**TASKS TO CARRY OUT:**
- 1) In the thread on cleaning a camera LCD, what does DanielG. think the 5D3 screen cover is made of?
- 2) Filter the rows below, copying every line that contains the string "tree". Case counts.

**EXTRACT TO READ:**

# Cleaning LCD on Camera



## jeffdo (Jun 19, 2012)

I can't find this in the manual and not much luck with google, what is ok to clean smudges and fingerprints off the screen on a Canon DSLR (5d mark 3)?

Is something like eyeglass wipes or monitor cleaner too harsh?


----------



## wickidwombat (Jun 19, 2012)

nah thats fine, those alcohol wipes you get for computer monitors work nicely too


----------



## rwmson (Jun 19, 2012)

I just wipe it gently with a microfiber cloth.


----------



## ruuneos (Jul 1, 2012)

Microfiber cloth or if you don't have microfiber cloth near of you, shirt does same job then.


----------



## DanielG. (Jul 1, 2012)

I think the 5D3 screen cover is made of hardened glass so any soft fabric should be fine.


----------



## Bennymiata (Jul 5, 2012)

I guess if you have a nice photo of a girl on the screen, you could always lick it! 

Being left-eyed, my nose always leaves terrible smudges on the rear screen of my 5D3 too.
At least with my 60D, I can pull the screen out to the side.

I also use lens wipes on my 5D3 screen, and they work well.
While I've got one in my hand, I also grab my smartphone and give it's screen a wipe over too, after I've cleaned my glasses.
A single wipe will clean a pair of glasses, your camera screen and a phone screen, and still have some life left in it.


----------



## Mt Spokane Photography (Jul 5, 2012)

**Records:**

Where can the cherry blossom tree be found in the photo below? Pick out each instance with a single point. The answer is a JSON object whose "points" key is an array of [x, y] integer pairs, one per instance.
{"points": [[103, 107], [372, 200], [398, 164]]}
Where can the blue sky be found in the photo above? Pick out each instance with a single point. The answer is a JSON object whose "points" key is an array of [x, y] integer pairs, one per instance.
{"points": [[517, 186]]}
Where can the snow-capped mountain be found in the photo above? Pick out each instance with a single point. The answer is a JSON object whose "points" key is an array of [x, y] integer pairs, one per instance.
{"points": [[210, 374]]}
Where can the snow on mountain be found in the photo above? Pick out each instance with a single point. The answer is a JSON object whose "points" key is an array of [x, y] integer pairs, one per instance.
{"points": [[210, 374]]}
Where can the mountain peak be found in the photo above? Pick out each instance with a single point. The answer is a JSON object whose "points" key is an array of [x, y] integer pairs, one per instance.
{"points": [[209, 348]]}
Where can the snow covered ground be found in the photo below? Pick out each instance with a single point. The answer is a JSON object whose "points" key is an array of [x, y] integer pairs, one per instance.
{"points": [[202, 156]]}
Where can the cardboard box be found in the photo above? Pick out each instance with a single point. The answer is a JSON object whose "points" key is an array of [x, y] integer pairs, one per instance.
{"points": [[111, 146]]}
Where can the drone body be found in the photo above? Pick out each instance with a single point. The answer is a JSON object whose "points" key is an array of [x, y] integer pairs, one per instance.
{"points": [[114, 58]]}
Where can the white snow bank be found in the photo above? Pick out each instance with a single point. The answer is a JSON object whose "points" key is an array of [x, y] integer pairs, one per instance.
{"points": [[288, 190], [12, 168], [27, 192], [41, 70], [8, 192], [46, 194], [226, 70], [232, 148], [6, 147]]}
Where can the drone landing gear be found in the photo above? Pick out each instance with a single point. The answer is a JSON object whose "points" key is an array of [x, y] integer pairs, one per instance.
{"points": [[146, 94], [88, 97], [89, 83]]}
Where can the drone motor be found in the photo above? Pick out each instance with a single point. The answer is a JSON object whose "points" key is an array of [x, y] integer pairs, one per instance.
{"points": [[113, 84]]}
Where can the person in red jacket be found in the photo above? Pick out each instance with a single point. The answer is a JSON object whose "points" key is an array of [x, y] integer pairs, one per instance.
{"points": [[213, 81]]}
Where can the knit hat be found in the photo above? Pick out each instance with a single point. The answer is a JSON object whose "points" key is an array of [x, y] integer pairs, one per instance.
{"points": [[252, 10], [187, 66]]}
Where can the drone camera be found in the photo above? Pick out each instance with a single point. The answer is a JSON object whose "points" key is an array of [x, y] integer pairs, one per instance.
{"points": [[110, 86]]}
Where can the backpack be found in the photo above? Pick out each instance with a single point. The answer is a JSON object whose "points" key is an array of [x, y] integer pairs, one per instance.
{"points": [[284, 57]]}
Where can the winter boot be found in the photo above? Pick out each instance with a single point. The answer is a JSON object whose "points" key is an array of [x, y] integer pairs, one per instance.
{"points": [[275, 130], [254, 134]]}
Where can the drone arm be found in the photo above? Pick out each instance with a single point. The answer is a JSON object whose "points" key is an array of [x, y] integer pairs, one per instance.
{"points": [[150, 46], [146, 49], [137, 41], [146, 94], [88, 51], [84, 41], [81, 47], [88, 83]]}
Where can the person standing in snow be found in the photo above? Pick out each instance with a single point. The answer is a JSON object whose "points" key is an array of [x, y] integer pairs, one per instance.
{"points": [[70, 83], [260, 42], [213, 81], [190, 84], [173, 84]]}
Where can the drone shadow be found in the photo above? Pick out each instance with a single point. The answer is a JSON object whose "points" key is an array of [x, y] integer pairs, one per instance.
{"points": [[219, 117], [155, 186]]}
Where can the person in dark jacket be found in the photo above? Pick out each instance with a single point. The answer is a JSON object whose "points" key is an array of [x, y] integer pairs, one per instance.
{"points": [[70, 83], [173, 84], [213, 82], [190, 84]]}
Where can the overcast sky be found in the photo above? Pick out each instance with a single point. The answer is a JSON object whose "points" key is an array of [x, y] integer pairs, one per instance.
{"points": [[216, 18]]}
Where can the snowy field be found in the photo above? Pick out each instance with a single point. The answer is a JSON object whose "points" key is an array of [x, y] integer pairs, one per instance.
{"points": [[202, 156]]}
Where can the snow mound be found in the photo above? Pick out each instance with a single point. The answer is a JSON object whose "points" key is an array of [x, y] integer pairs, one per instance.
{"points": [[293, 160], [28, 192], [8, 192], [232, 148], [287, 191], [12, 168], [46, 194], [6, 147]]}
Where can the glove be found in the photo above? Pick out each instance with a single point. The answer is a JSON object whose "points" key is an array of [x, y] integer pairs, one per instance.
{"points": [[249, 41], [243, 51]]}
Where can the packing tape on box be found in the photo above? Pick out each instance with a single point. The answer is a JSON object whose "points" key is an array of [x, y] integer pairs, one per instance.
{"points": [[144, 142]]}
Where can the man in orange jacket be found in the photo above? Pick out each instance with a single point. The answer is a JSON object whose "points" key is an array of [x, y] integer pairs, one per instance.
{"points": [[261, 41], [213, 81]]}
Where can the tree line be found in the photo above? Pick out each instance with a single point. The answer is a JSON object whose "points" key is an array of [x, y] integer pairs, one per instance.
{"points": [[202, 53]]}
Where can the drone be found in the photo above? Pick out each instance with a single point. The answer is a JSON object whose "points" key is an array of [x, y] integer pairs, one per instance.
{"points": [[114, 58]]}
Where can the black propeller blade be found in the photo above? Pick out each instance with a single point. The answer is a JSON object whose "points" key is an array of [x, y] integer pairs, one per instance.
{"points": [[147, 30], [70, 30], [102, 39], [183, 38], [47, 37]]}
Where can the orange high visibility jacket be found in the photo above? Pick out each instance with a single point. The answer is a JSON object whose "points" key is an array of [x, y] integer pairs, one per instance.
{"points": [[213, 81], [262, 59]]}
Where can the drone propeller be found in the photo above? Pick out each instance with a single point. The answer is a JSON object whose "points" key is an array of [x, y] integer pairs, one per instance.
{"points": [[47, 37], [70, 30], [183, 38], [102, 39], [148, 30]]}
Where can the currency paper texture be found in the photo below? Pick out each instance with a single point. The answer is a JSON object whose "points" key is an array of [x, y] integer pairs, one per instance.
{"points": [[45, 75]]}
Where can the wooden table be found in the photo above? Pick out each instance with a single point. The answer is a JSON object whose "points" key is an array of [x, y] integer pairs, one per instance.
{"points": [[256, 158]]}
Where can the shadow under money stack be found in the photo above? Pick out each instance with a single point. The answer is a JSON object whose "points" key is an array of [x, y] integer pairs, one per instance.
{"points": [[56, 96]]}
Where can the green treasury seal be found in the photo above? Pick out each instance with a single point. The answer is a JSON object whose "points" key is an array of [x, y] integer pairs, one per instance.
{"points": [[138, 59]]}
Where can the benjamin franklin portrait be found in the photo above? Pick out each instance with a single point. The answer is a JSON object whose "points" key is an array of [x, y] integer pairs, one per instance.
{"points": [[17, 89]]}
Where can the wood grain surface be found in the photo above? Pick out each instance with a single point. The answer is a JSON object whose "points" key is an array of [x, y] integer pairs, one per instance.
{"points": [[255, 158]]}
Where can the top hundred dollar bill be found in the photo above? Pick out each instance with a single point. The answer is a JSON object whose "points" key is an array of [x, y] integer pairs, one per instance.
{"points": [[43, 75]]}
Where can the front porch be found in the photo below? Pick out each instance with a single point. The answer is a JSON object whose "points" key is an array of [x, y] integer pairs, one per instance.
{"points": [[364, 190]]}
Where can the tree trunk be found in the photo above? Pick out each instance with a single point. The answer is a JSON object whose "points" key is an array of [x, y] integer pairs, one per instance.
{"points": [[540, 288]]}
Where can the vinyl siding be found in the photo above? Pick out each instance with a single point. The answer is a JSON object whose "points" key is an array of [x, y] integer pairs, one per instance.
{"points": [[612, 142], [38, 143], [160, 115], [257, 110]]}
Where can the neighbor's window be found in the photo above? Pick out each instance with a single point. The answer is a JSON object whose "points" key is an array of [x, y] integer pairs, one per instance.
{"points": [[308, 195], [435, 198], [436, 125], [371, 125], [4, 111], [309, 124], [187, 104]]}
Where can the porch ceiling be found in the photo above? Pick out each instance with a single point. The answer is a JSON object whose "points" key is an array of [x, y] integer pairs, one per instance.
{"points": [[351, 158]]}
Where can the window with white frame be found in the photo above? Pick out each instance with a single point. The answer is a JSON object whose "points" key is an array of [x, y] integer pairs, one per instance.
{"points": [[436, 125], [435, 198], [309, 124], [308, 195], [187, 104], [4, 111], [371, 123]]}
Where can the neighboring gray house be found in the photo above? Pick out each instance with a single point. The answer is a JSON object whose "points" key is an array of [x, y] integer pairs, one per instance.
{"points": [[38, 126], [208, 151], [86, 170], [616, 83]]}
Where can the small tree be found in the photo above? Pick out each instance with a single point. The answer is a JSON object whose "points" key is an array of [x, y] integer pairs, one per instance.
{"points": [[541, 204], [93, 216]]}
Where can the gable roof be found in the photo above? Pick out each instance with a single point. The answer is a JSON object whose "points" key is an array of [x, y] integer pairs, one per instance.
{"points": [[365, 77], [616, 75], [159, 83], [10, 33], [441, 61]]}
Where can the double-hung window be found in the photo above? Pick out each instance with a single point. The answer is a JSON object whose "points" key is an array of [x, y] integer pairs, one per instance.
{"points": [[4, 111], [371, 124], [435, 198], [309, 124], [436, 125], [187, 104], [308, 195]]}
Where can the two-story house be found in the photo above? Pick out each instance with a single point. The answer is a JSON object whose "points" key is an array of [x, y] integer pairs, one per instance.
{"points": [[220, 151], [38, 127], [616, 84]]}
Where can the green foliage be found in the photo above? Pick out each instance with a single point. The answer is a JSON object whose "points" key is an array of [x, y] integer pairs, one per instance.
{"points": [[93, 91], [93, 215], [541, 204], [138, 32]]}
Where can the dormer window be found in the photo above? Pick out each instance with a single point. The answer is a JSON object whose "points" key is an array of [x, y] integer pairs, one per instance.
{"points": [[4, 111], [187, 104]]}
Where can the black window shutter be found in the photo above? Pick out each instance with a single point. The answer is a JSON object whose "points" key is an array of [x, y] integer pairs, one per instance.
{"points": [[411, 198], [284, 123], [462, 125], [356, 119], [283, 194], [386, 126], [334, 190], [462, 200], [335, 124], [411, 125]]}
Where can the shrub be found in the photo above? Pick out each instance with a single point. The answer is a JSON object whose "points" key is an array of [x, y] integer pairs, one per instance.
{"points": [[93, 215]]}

**PER-TASK ANSWERS:**
- 1) Hardened glass.

- 2)
Where can the cherry blossom tree be found in the photo below? Pick out each instance with a single point. The answer is a JSON object whose "points" key is an array of [x, y] integer pairs, one per instance.
Where can the tree line be found in the photo above? Pick out each instance with a single point. The answer is a JSON object whose "points" key is an array of [x, y] integer pairs, one per instance.
Where can the tree trunk be found in the photo above? Pick out each instance with a single point. The answer is a JSON object whose "points" key is an array of [x, y] integer pairs, one per instance.
Where can the small tree be found in the photo above? Pick out each instance with a single point. The answer is a JSON object whose "points" key is an array of [x, y] integer pairs, one per instance.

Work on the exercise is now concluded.